Exercise 1. In the discussion thread, which two systems use an object capability model to restrict authority?

Open bluejekyll opened 4 years ago

bluejekyll commented 4 years ago

What should the execution model for supervised processes be?

Some minimal features

What is the process model we should follow? To answer this question let's see what we want to be true

1) It should not be possible for a child process to gain access to a parent process 2) A parent process should not be able to do more than start, restart, or shutdown the child (i.e. shouldn't have any way to access to the child's memory)

bluejekyll commented 4 years ago

To answer 1 and 2 I think a fork exec model where the supervisor (process monitoring the actual executable) uses some form of IPC (platform agnostic) to talk to the vermilion init process is the best way to manage this (of course, need to be careful here).

This can just be a fork of the primary process, possibly... and still a single process (for the simple case where there is only one process being monitored by vermilion).

tarcieri commented 4 years ago

Perhaps it would be worth defining a security model as a prerequisite of this

bluejekyll commented 4 years ago

Agree, though right now I think it's difficult to consider what that should be exactly as I don't know all the features we want.

I think it's clear that we want a certain amount of separation, eg, popping a child process should never expose the parent process. no-read-down and no-write-up, is basically what I'm going for. Do you have something more formal you'd like to propose?

tarcieri commented 4 years ago

POSIX heavily relies on ambient authority for access control, and this is generally reflected in init systems, which are effectively a "god mode" process running as root.

An open question is: can the process running as root be reduced to as little authority as possible? What are its responsibilities? How is access controlled?

This approach can be thought of as similar to a microkernel architecture, which reduces the responsibilities of the kernel as much as possible, and farms them out to lower authority processes. Systems like Google's Fuchsia and seL4 use an object capability (a.k.a. OCap) model to restrict that authority.

Exercise 2. Output the stretch of the records from their start through the line containing "[(10, 51), (225, 129), (101, 15)]" as a numbered list, leaving out the pictures and any blank lines.

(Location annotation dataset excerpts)
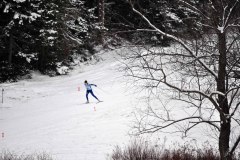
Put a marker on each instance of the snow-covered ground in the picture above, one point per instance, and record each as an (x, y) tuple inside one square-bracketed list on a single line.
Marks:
[(46, 114)]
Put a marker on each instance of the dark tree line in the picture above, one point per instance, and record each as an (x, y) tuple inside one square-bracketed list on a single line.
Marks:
[(44, 34)]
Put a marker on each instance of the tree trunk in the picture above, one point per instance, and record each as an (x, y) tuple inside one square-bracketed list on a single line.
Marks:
[(10, 51), (225, 129), (101, 15)]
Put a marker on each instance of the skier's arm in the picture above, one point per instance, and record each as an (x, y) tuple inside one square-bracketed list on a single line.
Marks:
[(93, 85)]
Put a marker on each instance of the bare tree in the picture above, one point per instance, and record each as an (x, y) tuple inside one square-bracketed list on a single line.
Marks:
[(203, 72)]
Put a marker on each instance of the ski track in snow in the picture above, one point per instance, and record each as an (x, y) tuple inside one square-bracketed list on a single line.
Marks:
[(46, 114)]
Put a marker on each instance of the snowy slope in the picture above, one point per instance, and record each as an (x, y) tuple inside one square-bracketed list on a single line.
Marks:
[(46, 114), (50, 114)]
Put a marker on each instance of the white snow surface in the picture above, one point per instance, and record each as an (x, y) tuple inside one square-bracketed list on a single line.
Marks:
[(46, 114)]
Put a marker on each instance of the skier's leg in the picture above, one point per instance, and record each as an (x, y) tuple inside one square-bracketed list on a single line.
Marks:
[(87, 95), (93, 95)]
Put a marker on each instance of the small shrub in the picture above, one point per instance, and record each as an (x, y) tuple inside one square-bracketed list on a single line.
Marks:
[(143, 151), (13, 156)]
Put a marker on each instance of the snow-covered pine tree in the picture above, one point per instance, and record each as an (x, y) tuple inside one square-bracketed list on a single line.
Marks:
[(16, 17)]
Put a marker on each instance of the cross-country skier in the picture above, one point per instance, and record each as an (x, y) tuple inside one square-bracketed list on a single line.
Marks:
[(89, 90)]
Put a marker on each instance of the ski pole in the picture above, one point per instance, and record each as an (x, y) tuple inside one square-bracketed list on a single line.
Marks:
[(2, 95)]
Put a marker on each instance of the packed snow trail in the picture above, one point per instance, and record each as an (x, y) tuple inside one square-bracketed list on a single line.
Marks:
[(46, 114)]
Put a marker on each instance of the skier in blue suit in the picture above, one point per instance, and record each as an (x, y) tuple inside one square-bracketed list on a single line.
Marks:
[(89, 90)]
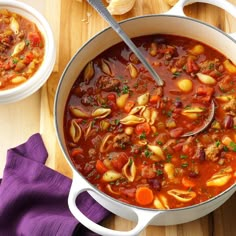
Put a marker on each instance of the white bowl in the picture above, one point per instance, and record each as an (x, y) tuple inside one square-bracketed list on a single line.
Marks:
[(41, 75)]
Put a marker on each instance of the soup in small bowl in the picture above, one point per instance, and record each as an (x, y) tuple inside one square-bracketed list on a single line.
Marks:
[(27, 51), (124, 137)]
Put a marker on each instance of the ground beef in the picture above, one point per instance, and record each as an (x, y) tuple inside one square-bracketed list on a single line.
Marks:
[(108, 84), (121, 141), (230, 107), (212, 152)]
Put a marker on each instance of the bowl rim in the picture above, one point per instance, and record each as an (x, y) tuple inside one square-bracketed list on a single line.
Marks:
[(63, 149), (30, 86)]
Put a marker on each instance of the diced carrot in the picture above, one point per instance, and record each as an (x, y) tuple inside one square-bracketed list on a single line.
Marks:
[(143, 128), (128, 106), (187, 182), (144, 196), (154, 98), (101, 168), (76, 151)]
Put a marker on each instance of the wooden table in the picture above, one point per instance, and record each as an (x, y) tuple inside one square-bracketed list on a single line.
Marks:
[(73, 23)]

Full solution 1. Google's Fuchsia and seL4.

Full solution 2.
1. Put a marker on each instance of the snow-covered ground in the picture above, one point per instance, and record each as an (x, y) tuple inside one square-bracketed list on a single line.
2. Marks:
3. [(46, 114)]
4. Put a marker on each instance of the dark tree line in the picture above, one point per instance, and record each as an (x, y) tuple inside one square-bracketed list on a single line.
5. Marks:
6. [(44, 34)]
7. Put a marker on each instance of the tree trunk in the picture above, one point per instance, and record each as an (x, y) tuple inside one square-bracketed list on a single line.
8. Marks:
9. [(10, 51), (225, 129), (101, 15)]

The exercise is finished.